> **APPLY WHAT YOU READ**
- A) In the economic commentary, what was the savings rate in April?
- B) Print the economic commentary from "The situation now" up to and including "sure to subside.".

As for the economy, we’re already seeing second-quarter estimates coming under the knife. A month ago, the Atlanta Fed’s Nowcast was 13.6 per cent for Q2, and it is now at 10.3 per cent. And the Citigroup Economic Surprise Index has rolled over to where it was last June, when the economy was in lockdown mode and we were five months away from the vaccine announcements.

This economy is already starting to show signs of fatigue even earlier than I had thought and, again, a great opportunity to bet against the pro-cyclical view. I already see the fast money doing that, because the latest Commitments of Traders report shows that the net speculative long positions in copper have shrunk for three weeks in a row and are down 38 per cent from the mid-February peak — actually the lowest bullish positioning since August 2020. And look at lumber on the Chicago Merc: net short now for each of the past two weeks. We haven’t seen this since the second half of May 2020.

The tide is turning and most people don’t see it, which is absolutely wonderful if you’re like me and see this inflation, at least from the commodity sector, as being a viable bet to go the other way.

I also spent a lot of time analyzing the U.S. consumer spending and income numbers that came out last Friday for April and it is clear to me that 20 per cent of the stimulus from March has already been spent. If you recall, the New York Fed already told us that no more than 25 per cent of these relief cheques actually make their way into spending, and we are four-fifths done with no added stimulus in sight. The savings rate declined sharply to 14.9 per cent in April from 27.7 per cent in March.

We have done the work on this, and the post-pandemic equilibrium savings rate is 10 per cent, whereas it was closer to seven per cent before the pandemic. The widespread consensus view is that there is a ton of dry powder left here, but that fails to take into account that a lot of things are going to change post-COVID-19, and one of them is an elevated precautionary personal savings rate. So much of the money from Uncle Sam has pretty well been spent already — it probably has a shelf life of one or two more months and that’s it. Party’s over.

The situation now is that we have several segments of the service sector going from a period when there was no business and no pricing power to a situation where people will pay almost anything for a drink at a bar, a movie at the theatre or a game at the ballpark. For now, in the starved consumer cyclical services market, price-demand elasticities have become very low and this is understandable under the current circumstances. But human behaviour is such that this condition will not last that long. Plus, the income from the stimulus cheques will wear out very soon, so the ability to pay these higher prices is sure to subside.

The massive fiscal support has been the glue that has held the economy together and the reopening contribution to growth for the most part is done. For the near term, there is no more budgetary support. The second half of the year will see the narrative shift away from inflation and towards a soft patch in the domestic economy.

The demand boom is clearly fading away. And the markets are underestimating the extent to which demand has become tapped out, especially in the US$5-trillion market for merchandise goods, which is 10 times the size of the market for consumer cyclical services, where a whole lot of the decline last year has already been recouped. We fill that gap in the second quarter and I’m convinced we are into a late-2002 type of growth relapse that is going to catch a lot of people by surprise.

Just remember: we had a huge bond selloff in the winter and spring of 2002, and the market swung to a bullish post-9/11 reconstruction and inventory rebuilding view of the economy and Fed tightening. The Fed’s next two moves were to ease, and they didn’t start to tighten for two years. That is the comparison I would be making between market perception and the reality I see in the months ahead.

I think the markets are now heading towards the latter stage of discounting the reopening trade; what happens next is the necessity of thinking about what life is like after the reopening trade is a done deal. And with that in mind, I question the sustainability of the reflation trade that has been the dominant trade, and now the overwhelming consensus, for the better part of the past six months.

[Stored items]
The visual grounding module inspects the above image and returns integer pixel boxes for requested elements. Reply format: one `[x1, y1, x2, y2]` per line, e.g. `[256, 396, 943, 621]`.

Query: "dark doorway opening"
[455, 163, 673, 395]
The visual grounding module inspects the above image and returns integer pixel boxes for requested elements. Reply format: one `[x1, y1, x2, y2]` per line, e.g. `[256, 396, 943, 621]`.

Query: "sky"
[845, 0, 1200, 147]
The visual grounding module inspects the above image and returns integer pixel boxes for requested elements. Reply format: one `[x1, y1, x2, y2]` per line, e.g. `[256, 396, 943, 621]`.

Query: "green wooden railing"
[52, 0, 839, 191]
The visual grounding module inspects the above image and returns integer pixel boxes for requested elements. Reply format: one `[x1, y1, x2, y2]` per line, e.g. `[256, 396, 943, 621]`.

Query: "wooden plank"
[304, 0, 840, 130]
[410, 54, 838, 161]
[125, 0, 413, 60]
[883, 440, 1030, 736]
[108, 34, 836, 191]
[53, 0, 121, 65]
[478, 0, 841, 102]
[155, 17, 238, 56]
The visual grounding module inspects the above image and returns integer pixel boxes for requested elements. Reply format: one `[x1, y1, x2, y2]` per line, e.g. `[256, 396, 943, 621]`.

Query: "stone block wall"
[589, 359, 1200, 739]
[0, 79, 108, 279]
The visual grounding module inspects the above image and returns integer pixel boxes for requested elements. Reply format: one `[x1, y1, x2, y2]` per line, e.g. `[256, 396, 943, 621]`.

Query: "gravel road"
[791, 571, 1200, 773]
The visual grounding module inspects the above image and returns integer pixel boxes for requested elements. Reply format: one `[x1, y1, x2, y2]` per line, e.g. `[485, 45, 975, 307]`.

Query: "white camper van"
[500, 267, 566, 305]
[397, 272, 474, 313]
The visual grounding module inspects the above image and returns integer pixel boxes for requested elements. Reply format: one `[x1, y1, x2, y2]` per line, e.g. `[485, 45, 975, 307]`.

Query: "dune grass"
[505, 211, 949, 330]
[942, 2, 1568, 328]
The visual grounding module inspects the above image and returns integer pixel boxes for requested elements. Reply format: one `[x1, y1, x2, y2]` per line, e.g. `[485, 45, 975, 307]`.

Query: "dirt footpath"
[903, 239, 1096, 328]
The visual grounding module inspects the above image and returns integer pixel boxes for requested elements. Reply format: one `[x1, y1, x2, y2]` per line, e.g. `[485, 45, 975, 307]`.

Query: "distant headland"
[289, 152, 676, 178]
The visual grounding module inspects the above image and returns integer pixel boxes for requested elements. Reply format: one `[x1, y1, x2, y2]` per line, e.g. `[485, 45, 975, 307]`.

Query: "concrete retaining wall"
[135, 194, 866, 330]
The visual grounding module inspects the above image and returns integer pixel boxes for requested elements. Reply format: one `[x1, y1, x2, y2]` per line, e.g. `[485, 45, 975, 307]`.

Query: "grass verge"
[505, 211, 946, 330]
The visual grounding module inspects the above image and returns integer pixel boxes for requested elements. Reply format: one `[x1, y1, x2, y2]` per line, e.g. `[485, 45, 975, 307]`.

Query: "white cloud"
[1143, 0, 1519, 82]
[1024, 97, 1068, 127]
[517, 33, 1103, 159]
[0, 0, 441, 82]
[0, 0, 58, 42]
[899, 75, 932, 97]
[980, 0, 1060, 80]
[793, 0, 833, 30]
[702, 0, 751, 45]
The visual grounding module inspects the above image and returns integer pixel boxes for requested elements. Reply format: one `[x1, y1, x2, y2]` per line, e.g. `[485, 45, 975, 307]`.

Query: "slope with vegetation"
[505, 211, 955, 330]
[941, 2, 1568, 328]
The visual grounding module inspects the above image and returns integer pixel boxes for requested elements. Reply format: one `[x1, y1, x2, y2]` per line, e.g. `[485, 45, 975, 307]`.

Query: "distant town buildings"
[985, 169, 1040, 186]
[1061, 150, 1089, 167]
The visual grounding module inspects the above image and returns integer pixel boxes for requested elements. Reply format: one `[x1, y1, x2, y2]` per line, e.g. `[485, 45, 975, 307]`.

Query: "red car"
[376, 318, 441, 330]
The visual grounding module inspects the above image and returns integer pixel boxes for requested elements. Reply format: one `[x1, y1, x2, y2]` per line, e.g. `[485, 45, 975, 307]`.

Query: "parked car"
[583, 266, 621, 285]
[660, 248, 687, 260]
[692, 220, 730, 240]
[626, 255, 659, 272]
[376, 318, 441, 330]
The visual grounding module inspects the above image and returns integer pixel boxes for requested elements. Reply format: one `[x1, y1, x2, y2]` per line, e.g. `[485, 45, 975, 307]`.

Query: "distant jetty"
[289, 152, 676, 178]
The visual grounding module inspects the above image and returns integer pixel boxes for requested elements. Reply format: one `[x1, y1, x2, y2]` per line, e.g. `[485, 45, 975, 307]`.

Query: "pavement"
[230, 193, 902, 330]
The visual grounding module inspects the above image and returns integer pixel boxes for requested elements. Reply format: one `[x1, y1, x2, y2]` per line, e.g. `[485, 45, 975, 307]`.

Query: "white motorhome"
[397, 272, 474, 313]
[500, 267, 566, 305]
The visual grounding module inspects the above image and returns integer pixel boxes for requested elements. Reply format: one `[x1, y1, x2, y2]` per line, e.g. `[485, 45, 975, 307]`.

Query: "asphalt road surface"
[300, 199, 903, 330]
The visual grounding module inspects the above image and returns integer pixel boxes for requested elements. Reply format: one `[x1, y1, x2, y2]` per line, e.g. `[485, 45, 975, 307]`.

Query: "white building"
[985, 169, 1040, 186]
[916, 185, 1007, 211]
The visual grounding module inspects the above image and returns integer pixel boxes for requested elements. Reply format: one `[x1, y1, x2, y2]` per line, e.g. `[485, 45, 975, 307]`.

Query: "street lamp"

> **ANSWERS TO THE TASKS**
- A) The savings rate fell to 14.9 per cent in April, down from 27.7 per cent in March.

- B)
The situation now is that we have several segments of the service sector going from a period when there was no business and no pricing power to a situation where people will pay almost anything for a drink at a bar, a movie at the theatre or a game at the ballpark. For now, in the starved consumer cyclical services market, price-demand elasticities have become very low and this is understandable under the current circumstances. But human behaviour is such that this condition will not last that long. Plus, the income from the stimulus cheques will wear out very soon, so the ability to pay these higher prices is sure to subside.